• **Consigne**: Pouvez-vous reproduire intégralement, sans la moindre modification, le texte ci-dessous sur la collecte des cheveux ?

Outre Capillum, l’association Les Coiffeurs Justes fait aussi des cheveux sa matière première. Elle les collecte pour concevoir des boudins servant à dépolluer les eaux chargées en hydrocarbures, les cheveux ayant la faculté d’absorber jusqu’à huit fois leur poids. L’association SolidHair les récupère également pour les vendre à des perruquiers dans le théâtre et le cinéma. L’argent généré est redistribué aux personnes en difficultés financières atteintes d’un cancer et de pelade universelle, afin qu’elles puissent s’offrir une prothèse de qualité. Dans ce cas précis, les conditions de collecte sont strictes : au moins 25 centimètres de longueur de cheveux naturels (notre reportage à retrouver ici). « Nous ne sommes pas en concurrence les uns avec les autres. Le cheveu est une matière tellement abondante que ce n’est pas gênant d’être nombreux », juge Clément Baldellou.

• **Données disponibles**:
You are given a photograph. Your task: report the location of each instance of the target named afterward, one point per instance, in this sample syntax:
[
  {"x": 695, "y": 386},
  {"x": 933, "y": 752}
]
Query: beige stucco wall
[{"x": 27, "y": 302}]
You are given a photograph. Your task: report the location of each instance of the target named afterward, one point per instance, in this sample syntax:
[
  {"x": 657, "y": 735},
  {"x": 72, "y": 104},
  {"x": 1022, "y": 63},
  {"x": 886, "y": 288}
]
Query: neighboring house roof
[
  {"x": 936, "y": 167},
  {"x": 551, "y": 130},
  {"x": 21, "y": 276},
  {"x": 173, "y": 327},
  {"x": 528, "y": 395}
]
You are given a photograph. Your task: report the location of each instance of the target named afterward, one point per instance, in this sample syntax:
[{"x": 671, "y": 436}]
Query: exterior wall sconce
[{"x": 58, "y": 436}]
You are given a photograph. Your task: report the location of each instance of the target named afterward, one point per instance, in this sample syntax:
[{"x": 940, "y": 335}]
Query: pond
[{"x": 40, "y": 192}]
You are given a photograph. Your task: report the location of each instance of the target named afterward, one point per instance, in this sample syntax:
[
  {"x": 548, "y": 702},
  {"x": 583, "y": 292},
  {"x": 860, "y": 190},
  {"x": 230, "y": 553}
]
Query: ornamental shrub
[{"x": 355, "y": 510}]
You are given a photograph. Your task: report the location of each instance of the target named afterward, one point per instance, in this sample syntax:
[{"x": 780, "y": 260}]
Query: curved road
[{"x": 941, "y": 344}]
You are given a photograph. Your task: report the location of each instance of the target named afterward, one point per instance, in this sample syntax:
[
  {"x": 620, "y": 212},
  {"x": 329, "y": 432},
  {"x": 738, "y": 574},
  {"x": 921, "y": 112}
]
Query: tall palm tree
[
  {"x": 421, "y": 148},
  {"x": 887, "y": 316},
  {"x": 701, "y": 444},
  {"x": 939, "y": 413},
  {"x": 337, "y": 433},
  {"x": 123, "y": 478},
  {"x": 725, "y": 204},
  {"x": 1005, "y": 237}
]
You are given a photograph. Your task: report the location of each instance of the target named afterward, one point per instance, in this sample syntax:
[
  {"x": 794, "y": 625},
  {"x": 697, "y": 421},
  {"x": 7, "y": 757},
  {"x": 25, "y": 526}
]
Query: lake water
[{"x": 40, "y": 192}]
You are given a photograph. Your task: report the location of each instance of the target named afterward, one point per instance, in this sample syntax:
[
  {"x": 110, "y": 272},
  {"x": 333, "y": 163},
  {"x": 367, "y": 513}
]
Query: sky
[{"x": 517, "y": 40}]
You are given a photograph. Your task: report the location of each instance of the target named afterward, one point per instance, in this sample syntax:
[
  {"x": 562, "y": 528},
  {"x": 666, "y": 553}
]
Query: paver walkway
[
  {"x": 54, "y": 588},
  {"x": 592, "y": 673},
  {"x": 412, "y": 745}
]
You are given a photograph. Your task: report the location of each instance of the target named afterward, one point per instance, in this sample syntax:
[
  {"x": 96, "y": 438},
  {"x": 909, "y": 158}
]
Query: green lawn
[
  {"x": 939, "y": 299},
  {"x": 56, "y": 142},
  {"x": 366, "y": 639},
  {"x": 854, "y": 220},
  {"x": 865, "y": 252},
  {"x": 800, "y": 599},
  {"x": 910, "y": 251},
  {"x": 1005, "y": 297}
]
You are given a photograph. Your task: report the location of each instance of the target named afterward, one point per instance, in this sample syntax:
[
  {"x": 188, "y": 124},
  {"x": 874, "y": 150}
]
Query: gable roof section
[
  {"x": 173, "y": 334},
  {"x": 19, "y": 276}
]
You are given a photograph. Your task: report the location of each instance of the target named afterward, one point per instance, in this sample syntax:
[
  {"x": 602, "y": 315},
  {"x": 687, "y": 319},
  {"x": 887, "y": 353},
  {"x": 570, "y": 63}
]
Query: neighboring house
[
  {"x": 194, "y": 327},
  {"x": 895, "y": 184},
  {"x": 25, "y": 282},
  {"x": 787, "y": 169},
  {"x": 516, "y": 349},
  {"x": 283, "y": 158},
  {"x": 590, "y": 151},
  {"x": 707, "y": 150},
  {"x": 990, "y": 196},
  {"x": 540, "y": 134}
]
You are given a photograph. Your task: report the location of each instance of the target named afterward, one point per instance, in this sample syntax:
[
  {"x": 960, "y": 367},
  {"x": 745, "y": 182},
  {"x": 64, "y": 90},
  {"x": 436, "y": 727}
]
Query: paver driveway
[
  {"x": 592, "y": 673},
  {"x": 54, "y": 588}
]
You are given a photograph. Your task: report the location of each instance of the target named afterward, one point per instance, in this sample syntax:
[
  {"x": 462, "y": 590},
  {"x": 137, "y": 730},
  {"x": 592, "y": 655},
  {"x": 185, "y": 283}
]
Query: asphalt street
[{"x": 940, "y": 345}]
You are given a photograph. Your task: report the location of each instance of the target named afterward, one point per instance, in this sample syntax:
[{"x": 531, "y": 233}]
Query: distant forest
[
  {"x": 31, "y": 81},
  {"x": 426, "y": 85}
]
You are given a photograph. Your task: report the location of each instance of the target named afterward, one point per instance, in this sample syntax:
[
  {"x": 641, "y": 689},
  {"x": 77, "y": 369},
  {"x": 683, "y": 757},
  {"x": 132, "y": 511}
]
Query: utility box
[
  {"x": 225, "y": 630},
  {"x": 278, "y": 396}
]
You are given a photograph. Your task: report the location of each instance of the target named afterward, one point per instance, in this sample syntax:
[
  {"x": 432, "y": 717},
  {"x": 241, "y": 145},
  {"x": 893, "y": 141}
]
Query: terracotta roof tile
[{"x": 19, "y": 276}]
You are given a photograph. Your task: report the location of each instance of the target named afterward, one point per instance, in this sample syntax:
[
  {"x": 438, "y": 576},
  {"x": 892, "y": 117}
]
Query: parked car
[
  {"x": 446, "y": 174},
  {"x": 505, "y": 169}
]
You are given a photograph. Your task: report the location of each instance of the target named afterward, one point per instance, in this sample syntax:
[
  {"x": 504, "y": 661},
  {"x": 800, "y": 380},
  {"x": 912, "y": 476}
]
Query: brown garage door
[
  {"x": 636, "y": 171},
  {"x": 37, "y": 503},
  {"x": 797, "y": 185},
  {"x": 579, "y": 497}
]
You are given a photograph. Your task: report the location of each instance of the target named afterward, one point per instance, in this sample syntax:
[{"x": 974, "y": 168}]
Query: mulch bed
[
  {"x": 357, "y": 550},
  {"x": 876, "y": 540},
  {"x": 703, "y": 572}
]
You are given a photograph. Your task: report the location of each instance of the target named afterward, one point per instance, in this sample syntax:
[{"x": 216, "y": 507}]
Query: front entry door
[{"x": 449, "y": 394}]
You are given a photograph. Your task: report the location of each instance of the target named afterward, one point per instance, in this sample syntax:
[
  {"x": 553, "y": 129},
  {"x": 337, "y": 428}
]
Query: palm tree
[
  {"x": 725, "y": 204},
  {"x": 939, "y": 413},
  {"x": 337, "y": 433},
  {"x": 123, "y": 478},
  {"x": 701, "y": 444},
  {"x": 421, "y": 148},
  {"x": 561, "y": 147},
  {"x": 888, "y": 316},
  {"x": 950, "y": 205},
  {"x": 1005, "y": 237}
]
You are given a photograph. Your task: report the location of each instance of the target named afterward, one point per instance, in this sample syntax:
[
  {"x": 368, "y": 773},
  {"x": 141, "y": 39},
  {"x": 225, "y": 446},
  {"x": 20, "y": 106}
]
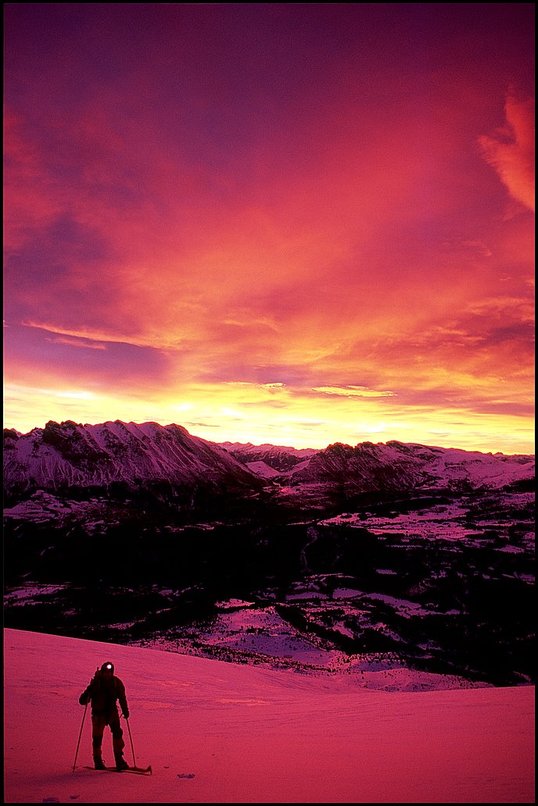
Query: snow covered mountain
[
  {"x": 70, "y": 456},
  {"x": 67, "y": 456},
  {"x": 396, "y": 466},
  {"x": 269, "y": 461}
]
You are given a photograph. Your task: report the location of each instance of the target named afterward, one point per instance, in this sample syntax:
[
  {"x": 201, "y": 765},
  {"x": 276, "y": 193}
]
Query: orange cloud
[{"x": 510, "y": 150}]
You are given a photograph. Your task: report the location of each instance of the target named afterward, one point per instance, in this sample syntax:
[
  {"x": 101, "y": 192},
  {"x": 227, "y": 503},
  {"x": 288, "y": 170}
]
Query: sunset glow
[{"x": 285, "y": 223}]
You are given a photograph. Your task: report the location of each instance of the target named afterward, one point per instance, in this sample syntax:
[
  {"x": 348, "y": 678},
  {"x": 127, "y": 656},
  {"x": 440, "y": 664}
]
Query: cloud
[
  {"x": 510, "y": 150},
  {"x": 352, "y": 391}
]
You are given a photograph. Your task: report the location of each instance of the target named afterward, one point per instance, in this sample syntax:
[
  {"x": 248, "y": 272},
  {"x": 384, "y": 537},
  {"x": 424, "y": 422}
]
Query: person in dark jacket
[{"x": 103, "y": 692}]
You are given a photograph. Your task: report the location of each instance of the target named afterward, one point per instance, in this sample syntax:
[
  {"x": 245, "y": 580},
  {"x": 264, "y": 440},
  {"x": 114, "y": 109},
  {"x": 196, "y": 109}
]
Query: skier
[{"x": 103, "y": 691}]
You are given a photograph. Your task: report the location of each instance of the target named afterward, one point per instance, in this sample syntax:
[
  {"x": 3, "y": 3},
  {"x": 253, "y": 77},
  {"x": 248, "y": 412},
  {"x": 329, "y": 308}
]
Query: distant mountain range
[
  {"x": 115, "y": 455},
  {"x": 409, "y": 554}
]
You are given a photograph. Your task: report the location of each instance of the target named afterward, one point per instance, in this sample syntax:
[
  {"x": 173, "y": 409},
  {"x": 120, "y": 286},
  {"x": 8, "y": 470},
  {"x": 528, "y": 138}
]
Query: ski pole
[
  {"x": 131, "y": 740},
  {"x": 79, "y": 736}
]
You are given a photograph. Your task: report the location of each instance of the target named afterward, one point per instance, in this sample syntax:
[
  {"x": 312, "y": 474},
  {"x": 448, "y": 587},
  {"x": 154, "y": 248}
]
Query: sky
[
  {"x": 287, "y": 223},
  {"x": 217, "y": 732}
]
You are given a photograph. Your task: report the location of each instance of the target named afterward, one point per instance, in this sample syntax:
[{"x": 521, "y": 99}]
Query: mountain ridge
[{"x": 67, "y": 455}]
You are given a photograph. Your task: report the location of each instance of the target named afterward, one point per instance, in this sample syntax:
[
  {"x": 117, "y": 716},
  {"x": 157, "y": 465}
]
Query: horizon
[
  {"x": 248, "y": 443},
  {"x": 284, "y": 224}
]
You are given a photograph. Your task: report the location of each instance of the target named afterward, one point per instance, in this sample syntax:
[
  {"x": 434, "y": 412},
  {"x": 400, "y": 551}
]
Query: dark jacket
[{"x": 103, "y": 694}]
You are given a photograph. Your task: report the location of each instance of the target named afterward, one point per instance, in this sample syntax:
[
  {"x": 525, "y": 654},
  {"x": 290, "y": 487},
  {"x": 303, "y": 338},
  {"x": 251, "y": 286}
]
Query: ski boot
[{"x": 121, "y": 764}]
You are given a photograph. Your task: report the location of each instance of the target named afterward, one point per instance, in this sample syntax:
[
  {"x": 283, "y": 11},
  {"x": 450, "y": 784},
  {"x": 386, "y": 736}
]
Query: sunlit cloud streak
[
  {"x": 510, "y": 150},
  {"x": 288, "y": 213}
]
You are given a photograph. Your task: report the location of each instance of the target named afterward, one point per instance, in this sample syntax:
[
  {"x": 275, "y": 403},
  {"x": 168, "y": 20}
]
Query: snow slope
[
  {"x": 70, "y": 454},
  {"x": 217, "y": 732}
]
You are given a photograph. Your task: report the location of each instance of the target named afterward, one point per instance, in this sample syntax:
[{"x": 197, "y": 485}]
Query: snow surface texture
[{"x": 217, "y": 732}]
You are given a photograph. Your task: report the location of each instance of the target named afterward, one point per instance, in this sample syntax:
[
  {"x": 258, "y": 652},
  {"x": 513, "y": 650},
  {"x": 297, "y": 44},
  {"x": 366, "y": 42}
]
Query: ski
[{"x": 136, "y": 770}]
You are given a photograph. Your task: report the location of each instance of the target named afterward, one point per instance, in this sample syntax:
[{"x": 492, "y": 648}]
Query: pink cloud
[{"x": 510, "y": 150}]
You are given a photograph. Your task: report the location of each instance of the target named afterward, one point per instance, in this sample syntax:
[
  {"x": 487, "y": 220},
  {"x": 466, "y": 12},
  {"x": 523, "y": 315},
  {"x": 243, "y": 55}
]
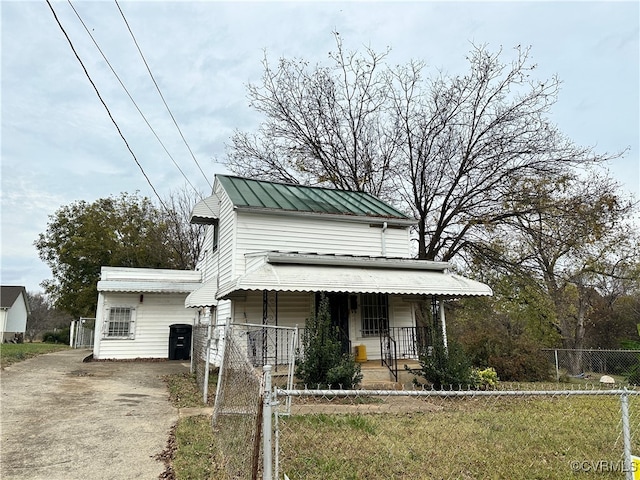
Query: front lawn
[{"x": 16, "y": 352}]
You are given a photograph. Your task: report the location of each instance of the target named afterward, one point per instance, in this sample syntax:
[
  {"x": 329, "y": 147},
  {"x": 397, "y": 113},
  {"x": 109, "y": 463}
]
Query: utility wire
[
  {"x": 160, "y": 93},
  {"x": 131, "y": 98},
  {"x": 104, "y": 104}
]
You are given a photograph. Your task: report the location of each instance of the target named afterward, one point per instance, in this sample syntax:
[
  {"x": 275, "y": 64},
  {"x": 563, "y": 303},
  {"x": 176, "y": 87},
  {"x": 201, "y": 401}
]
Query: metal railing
[{"x": 389, "y": 354}]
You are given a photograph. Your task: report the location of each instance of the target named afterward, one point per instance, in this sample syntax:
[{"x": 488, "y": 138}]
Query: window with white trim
[
  {"x": 120, "y": 322},
  {"x": 374, "y": 310}
]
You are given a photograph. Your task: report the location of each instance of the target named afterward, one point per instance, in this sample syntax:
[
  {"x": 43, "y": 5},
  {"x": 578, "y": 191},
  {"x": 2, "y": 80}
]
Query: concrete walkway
[{"x": 62, "y": 419}]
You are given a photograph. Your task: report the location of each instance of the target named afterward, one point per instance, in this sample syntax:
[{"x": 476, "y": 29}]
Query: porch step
[{"x": 375, "y": 375}]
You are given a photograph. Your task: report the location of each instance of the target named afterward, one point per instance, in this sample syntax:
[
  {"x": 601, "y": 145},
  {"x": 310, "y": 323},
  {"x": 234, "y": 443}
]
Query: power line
[
  {"x": 160, "y": 93},
  {"x": 95, "y": 88},
  {"x": 131, "y": 97}
]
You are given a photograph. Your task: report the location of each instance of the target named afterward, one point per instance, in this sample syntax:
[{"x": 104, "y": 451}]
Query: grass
[
  {"x": 488, "y": 439},
  {"x": 467, "y": 438},
  {"x": 11, "y": 353},
  {"x": 190, "y": 453}
]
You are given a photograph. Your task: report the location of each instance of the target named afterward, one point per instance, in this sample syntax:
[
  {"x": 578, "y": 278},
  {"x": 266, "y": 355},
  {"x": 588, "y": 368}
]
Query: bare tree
[
  {"x": 184, "y": 238},
  {"x": 324, "y": 125},
  {"x": 43, "y": 316},
  {"x": 575, "y": 241},
  {"x": 452, "y": 151}
]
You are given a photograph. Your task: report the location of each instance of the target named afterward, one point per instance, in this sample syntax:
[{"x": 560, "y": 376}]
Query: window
[
  {"x": 374, "y": 308},
  {"x": 120, "y": 323}
]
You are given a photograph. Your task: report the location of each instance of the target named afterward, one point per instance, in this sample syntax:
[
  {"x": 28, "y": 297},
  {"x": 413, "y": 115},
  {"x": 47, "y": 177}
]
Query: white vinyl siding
[
  {"x": 274, "y": 232},
  {"x": 152, "y": 320},
  {"x": 374, "y": 312},
  {"x": 120, "y": 323},
  {"x": 293, "y": 308}
]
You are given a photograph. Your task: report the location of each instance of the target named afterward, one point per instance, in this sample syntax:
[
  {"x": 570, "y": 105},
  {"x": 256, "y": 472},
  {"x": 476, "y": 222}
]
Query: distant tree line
[
  {"x": 119, "y": 231},
  {"x": 495, "y": 186}
]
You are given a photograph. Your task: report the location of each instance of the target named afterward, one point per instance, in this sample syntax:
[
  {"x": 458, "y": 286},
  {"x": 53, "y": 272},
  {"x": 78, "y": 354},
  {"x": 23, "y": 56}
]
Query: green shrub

• **Votre réponse**:
Outre Capillum, l’association Les Coiffeurs Justes fait aussi des cheveux sa matière première. Elle les collecte pour concevoir des boudins servant à dépolluer les eaux chargées en hydrocarbures, les cheveux ayant la faculté d’absorber jusqu’à huit fois leur poids. L’association SolidHair les récupère également pour les vendre à des perruquiers dans le théâtre et le cinéma. L’argent généré est redistribué aux personnes en difficultés financières atteintes d’un cancer et de pelade universelle, afin qu’elles puissent s’offrir une prothèse de qualité. Dans ce cas précis, les conditions de collecte sont strictes : au moins 25 centimètres de longueur de cheveux naturels (notre reportage à retrouver ici). « Nous ne sommes pas en concurrence les uns avec les autres. Le cheveu est une matière tellement abondante que ce n’est pas gênant d’être nombreux », juge Clément Baldellou.